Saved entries
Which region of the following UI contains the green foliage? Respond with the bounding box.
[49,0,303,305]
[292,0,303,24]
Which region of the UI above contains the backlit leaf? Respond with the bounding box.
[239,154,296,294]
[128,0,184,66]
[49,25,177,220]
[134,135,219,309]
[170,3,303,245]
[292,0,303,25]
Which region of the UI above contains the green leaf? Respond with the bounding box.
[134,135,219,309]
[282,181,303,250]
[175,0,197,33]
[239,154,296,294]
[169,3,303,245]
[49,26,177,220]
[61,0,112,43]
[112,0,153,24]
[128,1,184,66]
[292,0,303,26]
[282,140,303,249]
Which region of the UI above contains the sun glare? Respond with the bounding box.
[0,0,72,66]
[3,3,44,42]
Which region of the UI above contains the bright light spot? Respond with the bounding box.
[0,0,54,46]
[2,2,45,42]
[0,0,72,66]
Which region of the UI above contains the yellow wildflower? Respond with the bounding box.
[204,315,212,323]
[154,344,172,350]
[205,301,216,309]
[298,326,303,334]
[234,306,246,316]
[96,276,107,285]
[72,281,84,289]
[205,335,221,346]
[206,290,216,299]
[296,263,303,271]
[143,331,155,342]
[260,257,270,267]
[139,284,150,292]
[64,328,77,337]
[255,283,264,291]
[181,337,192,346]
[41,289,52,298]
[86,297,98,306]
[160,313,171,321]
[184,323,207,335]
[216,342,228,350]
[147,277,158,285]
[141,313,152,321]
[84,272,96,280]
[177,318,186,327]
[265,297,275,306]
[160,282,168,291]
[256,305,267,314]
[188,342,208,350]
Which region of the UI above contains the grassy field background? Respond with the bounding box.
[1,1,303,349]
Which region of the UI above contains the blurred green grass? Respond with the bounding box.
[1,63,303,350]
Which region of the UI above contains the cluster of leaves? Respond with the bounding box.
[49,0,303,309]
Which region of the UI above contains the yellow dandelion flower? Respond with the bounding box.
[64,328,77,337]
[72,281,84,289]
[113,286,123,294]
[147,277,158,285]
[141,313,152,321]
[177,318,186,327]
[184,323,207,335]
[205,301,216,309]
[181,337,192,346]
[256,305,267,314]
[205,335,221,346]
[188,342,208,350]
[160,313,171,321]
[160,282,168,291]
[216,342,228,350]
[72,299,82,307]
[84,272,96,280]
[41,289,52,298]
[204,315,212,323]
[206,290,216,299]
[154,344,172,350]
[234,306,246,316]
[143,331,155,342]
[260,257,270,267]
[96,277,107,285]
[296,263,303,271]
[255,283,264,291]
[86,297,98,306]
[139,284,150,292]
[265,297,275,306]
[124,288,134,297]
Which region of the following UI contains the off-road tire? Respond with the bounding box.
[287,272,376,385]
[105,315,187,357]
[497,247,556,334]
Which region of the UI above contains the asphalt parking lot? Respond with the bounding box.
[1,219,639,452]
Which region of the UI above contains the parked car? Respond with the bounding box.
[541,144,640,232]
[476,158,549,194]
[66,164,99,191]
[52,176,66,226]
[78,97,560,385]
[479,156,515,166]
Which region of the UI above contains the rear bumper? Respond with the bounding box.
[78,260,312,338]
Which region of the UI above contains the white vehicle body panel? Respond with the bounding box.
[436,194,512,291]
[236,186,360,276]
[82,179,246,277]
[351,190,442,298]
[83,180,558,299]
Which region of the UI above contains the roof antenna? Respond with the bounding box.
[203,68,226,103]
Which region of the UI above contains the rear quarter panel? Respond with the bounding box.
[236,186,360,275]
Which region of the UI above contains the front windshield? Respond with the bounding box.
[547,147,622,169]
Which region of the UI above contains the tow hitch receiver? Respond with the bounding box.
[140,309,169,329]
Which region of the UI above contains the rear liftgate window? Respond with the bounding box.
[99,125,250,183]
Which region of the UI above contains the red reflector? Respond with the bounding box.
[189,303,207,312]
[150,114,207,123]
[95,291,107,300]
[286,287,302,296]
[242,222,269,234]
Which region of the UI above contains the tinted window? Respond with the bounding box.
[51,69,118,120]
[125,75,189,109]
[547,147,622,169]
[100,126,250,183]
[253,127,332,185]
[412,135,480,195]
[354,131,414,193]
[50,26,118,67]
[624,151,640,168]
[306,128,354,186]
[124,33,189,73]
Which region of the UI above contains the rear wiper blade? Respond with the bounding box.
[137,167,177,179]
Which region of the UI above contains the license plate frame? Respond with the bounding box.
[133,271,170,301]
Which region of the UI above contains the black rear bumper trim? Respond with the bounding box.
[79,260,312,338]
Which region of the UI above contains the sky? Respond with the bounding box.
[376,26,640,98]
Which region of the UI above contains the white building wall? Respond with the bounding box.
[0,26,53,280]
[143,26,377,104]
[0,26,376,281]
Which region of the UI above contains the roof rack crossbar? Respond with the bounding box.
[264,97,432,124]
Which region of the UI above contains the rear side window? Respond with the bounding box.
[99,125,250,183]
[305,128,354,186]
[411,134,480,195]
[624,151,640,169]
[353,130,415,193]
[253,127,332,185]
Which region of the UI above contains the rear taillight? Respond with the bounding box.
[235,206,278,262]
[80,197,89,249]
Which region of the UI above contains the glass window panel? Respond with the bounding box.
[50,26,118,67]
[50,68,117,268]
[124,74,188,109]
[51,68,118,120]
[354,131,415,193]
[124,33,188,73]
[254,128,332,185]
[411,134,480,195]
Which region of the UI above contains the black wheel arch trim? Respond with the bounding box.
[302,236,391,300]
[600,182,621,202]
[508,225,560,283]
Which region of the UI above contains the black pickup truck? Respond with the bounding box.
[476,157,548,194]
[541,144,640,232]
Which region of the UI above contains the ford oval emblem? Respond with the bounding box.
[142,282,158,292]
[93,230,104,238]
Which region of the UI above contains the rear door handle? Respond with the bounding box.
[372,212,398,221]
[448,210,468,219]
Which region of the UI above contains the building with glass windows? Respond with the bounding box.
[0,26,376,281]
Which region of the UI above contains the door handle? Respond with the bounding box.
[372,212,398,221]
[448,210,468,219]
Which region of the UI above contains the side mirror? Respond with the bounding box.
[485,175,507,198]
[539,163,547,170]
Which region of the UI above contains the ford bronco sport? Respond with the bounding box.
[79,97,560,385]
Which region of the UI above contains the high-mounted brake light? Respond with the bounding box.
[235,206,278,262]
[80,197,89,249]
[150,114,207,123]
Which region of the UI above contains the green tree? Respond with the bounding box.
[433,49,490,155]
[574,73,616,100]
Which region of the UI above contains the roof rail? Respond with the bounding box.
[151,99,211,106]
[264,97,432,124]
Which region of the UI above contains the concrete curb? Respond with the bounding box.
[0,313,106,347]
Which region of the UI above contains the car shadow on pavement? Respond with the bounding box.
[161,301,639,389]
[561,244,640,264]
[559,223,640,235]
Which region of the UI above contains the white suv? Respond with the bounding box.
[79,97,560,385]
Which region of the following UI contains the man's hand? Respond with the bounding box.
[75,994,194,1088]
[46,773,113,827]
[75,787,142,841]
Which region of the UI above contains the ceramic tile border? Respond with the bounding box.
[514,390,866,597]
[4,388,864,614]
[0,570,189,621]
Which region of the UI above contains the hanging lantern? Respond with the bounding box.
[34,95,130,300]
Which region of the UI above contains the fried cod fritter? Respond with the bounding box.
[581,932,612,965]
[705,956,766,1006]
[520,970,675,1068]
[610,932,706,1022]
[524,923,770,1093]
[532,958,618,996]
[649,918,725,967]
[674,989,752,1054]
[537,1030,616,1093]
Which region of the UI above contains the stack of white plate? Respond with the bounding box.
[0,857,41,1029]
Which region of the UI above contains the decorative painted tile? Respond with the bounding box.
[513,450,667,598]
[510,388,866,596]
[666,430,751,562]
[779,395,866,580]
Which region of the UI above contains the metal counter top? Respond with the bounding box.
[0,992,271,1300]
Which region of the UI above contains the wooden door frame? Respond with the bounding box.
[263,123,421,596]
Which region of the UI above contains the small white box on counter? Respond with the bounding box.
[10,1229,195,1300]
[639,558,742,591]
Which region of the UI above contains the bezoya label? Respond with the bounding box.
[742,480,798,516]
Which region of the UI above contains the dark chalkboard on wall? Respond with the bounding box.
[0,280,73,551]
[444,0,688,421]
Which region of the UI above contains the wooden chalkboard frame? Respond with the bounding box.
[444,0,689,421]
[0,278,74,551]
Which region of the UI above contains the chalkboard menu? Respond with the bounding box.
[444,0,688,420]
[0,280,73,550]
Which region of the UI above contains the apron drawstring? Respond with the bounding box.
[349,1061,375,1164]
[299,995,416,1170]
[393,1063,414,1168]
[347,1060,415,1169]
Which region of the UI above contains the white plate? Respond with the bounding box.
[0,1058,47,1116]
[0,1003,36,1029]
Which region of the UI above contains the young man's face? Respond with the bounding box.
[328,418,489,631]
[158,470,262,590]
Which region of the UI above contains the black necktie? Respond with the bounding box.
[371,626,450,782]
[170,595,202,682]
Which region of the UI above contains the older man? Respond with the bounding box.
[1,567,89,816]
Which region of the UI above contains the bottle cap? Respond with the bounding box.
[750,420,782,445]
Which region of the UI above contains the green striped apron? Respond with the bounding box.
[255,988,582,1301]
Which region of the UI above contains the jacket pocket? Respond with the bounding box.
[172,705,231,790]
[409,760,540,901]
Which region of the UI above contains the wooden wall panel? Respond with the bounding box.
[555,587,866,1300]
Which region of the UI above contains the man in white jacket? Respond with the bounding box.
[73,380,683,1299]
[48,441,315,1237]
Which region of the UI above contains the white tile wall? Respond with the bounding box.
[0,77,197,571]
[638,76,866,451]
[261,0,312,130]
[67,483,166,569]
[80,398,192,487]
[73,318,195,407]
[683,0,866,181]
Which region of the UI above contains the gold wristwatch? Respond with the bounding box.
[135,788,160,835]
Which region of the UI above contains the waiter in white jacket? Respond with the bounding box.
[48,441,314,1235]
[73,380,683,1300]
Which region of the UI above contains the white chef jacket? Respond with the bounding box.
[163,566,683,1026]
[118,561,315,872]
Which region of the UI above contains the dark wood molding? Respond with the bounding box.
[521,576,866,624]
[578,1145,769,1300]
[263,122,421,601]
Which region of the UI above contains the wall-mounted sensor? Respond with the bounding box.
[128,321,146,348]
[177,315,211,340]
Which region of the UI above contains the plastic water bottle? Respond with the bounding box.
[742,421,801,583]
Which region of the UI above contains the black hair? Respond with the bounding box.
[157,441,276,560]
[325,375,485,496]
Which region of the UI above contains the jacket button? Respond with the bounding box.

### Aim of the task
Nothing but the lines from the one containing "Which region of the UI above contains the gold" through the last line of the data above should be given again, each exactly as it stands.

### Result of this exercise
Which region of the UI above contains the gold wristwatch? Respond with the bounding box.
[135,788,160,835]
Which region of the UI above contains the waiter in white jacket? Respond with the bounding box.
[48,441,314,1235]
[73,380,683,1300]
Which region of the UI above contains the white chef jacket? Respond with the bounding box.
[163,566,683,1026]
[118,561,315,872]
Which region of the UI above contains the dark wood molding? Respond with the bounding box.
[521,576,866,624]
[578,1145,769,1300]
[263,122,421,601]
Which region of the UI above contains the wall-mounted sensor? Respond with the bounding box.
[128,321,146,348]
[177,315,211,340]
Which region of the UI above contains the plastic water bottle? Respond with the bounding box.
[742,421,801,583]
Which region of the UI above contains the black hair? Respond with the bounding box.
[157,441,276,560]
[325,375,485,496]
Which region of the UI above contains the jacket button? Respond with the bounding box.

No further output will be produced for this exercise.